### [Kutipan]
########################################

Kesepuluh garapan tersebut masing dikonsep oleh I Gede Suta Bayu Bagaskarayana dengan judul ‘Menjajal Ardha Candra’, Hana Yustiani dengan judul garapan ‘Giliran Aku yang Ditonton’, Ari Sidiastini dengan garapan ‘Sembah Sangga’, Sinta Sadrina dengan garapan ‘Basah Kuyup’ serta Yunita Dewi dengan garapan ‘Frog’.
Selanjutnya, tampil pula Deta dengan garapan ‘Desainer and Mannequin’, Rama dengan garapan ‘Konyol’, Kevin dengan garapan ‘Ngebul’, Nik Candra dengan garapan ‘Gayung-gayung’, dan Agus Satyawan dengan garapan ‘Bebaskan Aku’. “Selain koreografi lingkungan, peringatan hari tari sedunia di ISI Denpasar juga diisi dengan berbagai kegiatan di antaranya pertunjukkan mural, instalasi, dan pagelaran malam,” ujar koordinatir perayaan hari tari sedunia ISI Denpasar, I Gusti Ngurah Bagus Alit Satria Wibawa.

########################################

### [Tugas yang Diberikan]
Cetak ulang bagian kutipan tentang garapan tari di ISI Denpasar, mulai dari "Kesepuluh garapan tersebut" dan terus sampai "Alit Satria Wibawa.", tanpa mengubah satu kata pun.

### [Data yang Disediakan]
########################################

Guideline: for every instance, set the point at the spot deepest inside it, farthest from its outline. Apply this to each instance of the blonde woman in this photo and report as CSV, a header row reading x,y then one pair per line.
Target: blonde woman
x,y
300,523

########################################

### [Hasil Latihan Ini]
Kesepuluh garapan tersebut masing dikonsep oleh I Gede Suta Bayu Bagaskarayana dengan judul ‘Menjajal Ardha Candra’, Hana Yustiani dengan judul garapan ‘Giliran Aku yang Ditonton’, Ari Sidiastini dengan garapan ‘Sembah Sangga’, Sinta Sadrina dengan garapan ‘Basah Kuyup’ serta Yunita Dewi dengan garapan ‘Frog’.
Selanjutnya, tampil pula Deta dengan garapan ‘Desainer and Mannequin’, Rama dengan garapan ‘Konyol’, Kevin dengan garapan ‘Ngebul’, Nik Candra dengan garapan ‘Gayung-gayung’, dan Agus Satyawan dengan garapan ‘Bebaskan Aku’. “Selain koreografi lingkungan, peringatan hari tari sedunia di ISI Denpasar juga diisi dengan berbagai kegiatan di antaranya pertunjukkan mural, instalasi, dan pagelaran malam,” ujar koordinatir perayaan hari tari sedunia ISI Denpasar, I Gusti Ngurah Bagus Alit Satria Wibawa.